**Assigned task:**
The entire listing below must be written out word for word.

**Listed entries:**
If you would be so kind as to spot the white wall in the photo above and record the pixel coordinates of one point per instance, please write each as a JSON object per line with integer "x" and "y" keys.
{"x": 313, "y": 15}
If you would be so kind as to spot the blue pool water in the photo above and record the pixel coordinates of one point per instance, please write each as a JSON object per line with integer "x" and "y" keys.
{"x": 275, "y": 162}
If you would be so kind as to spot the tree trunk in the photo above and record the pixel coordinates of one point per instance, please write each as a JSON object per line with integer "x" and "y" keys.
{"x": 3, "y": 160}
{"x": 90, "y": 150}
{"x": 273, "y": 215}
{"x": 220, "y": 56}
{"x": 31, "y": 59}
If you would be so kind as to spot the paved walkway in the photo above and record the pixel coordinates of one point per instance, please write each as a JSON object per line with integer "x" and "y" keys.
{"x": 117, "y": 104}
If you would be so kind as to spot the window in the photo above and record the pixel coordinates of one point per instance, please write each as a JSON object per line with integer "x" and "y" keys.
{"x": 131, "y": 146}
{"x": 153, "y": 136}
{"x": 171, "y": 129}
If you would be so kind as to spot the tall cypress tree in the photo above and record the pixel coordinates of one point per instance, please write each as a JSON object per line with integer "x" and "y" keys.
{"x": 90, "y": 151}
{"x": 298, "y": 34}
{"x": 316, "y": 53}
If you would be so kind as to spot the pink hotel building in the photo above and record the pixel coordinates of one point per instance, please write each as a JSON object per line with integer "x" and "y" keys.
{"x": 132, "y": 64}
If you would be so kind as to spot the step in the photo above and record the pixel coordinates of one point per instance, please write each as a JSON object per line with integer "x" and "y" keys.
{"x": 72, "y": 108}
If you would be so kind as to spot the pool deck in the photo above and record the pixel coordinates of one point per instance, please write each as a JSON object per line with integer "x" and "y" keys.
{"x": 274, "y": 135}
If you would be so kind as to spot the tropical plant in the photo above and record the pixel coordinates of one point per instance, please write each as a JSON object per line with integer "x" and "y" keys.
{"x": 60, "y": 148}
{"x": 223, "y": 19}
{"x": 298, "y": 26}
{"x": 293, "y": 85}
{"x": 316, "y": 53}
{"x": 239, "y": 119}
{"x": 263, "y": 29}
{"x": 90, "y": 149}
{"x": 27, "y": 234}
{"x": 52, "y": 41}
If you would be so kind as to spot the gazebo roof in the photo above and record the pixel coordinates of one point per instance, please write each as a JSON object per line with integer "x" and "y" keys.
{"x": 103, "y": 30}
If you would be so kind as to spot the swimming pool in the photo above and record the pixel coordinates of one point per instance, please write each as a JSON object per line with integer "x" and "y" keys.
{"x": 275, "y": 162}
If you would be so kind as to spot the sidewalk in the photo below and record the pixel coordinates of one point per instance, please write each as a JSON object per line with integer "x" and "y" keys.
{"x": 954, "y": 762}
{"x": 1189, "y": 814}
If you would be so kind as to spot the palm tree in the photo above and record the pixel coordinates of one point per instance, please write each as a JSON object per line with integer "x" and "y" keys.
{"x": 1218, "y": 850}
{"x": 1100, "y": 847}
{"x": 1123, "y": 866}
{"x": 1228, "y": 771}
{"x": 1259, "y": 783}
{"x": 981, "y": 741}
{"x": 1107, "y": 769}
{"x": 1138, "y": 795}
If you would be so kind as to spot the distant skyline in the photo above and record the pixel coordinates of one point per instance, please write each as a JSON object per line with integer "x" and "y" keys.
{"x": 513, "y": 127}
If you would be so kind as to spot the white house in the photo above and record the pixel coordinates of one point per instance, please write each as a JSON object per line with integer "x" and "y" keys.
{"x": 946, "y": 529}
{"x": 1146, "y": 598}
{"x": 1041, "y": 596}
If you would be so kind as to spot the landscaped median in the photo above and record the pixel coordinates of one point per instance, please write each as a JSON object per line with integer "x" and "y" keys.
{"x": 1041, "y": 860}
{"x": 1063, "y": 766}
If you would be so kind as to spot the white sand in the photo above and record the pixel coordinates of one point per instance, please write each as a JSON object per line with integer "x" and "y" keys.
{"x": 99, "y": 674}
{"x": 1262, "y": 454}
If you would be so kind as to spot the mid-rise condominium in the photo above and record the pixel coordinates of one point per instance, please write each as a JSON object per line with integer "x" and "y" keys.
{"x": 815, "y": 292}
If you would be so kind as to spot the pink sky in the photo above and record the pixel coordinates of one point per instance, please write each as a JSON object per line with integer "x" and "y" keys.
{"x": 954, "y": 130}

**Exercise solution:**
If you would be so kind as to spot the white wall in the photo above and record the pixel coordinates of one point per instance, please write each as a JSON object per line with integer "x" and "y" keys.
{"x": 313, "y": 15}
If you would be so kind as to spot the blue pool water in the photo above and record the pixel coordinates of one point per instance, please write each as a JSON object per line with integer "x" and "y" keys.
{"x": 275, "y": 162}
If you would be so kind as to spot the tree trunk in the photo above and record the pixel coordinates of one point per instance, please write each as a JSON object per line with integer "x" and "y" keys.
{"x": 3, "y": 160}
{"x": 90, "y": 150}
{"x": 273, "y": 215}
{"x": 220, "y": 56}
{"x": 31, "y": 59}
If you would be so kind as to spot the paved walkway in the photo above and record the pixel coordinates of one point per instance, please write each as a JSON object per line with integer "x" and "y" keys.
{"x": 117, "y": 104}
If you would be so kind as to spot the window in the photo above and record the pixel coordinates of one point per instance, please write each as a JSON object per line with integer "x" and "y" keys.
{"x": 131, "y": 146}
{"x": 153, "y": 136}
{"x": 171, "y": 129}
If you would be so kind as to spot the tall cypress tree in the photo above and record the pixel coordinates of one point per instance, please write each as a JSON object per line with integer "x" and "y" keys.
{"x": 90, "y": 151}
{"x": 298, "y": 34}
{"x": 316, "y": 53}
If you would be so kind as to spot the pink hotel building in the photo above and record the pixel coordinates of one point per instance, please write each as a JSON object per line with integer "x" and "y" keys.
{"x": 132, "y": 64}
If you would be so kind as to spot the step in the photo above and record the pixel coordinates of one point per instance, please write each as a JSON object per line with integer "x" and "y" keys.
{"x": 72, "y": 108}
If you would be so kind as to spot the pool deck in the photo above and record the pixel coordinates of one point per instance, please write each as a JSON object per line with integer "x" and "y" keys.
{"x": 274, "y": 135}
If you would be so kind as to spot the tropical plant in the photo above and record the pixel coordinates of one point per instance, please write each as a JSON object per line with integer "x" and "y" keys.
{"x": 60, "y": 148}
{"x": 223, "y": 19}
{"x": 298, "y": 26}
{"x": 293, "y": 85}
{"x": 316, "y": 53}
{"x": 239, "y": 119}
{"x": 263, "y": 29}
{"x": 90, "y": 149}
{"x": 27, "y": 234}
{"x": 52, "y": 41}
If you would be so kind as to spot the gazebo roof in the photo above and record the pixel coordinates of one point per instance, please write each as a JSON object per line with integer "x" and "y" keys.
{"x": 103, "y": 30}
If you would be so kind as to spot the swimming pool in the photo above and record the pixel coordinates of one point per instance, please write each as a JSON object per line with integer "x" and "y" keys.
{"x": 275, "y": 162}
If you would be so kind as to spot the sidewalk in the photo below and record the pixel coordinates of one point per instance, please write each as a JSON object per line with integer "x" and "y" keys.
{"x": 954, "y": 762}
{"x": 1189, "y": 814}
If you would be so kind as to spot the palm tree in the photo above and record the pixel coordinates of one point per instance, please write each as a JSON object per line with integer "x" and "y" keys.
{"x": 1218, "y": 850}
{"x": 1100, "y": 847}
{"x": 1123, "y": 866}
{"x": 1228, "y": 771}
{"x": 1259, "y": 783}
{"x": 981, "y": 741}
{"x": 1107, "y": 769}
{"x": 1138, "y": 795}
If you would be so kind as to spot the distant skyline in the photo above and record the pixel coordinates of one point per instance, please write each as a JSON object per line with integer "x" and "y" keys.
{"x": 513, "y": 127}
If you would be so kind as to spot the white house in the photo above and record the pixel coordinates of one point per instance, please write each as a JSON object per line with integer "x" and "y" keys.
{"x": 946, "y": 529}
{"x": 1146, "y": 598}
{"x": 1041, "y": 596}
If you would be so kind as to spot the landscaped median in the photo above and record the pixel coordinates of one point per instance, please write each as a JSON object per line with integer "x" and "y" keys.
{"x": 1041, "y": 860}
{"x": 1063, "y": 766}
If you would be so kind as to spot the white sand in the photo above and record the pixel coordinates of one point per instance, please write each as a JSON object per line with integer "x" and "y" keys.
{"x": 99, "y": 674}
{"x": 1262, "y": 454}
If you would be so kind as to spot the mid-rise condominium in the photo above and record the pixel coordinates of one point per instance, please write each as a JSON object per line with integer "x" and "y" keys.
{"x": 815, "y": 292}
If you would be so kind as to spot the pink sky in the photo above and record the pixel coordinates of one point per instance, please write each as a JSON object per line with integer "x" and "y" keys.
{"x": 954, "y": 130}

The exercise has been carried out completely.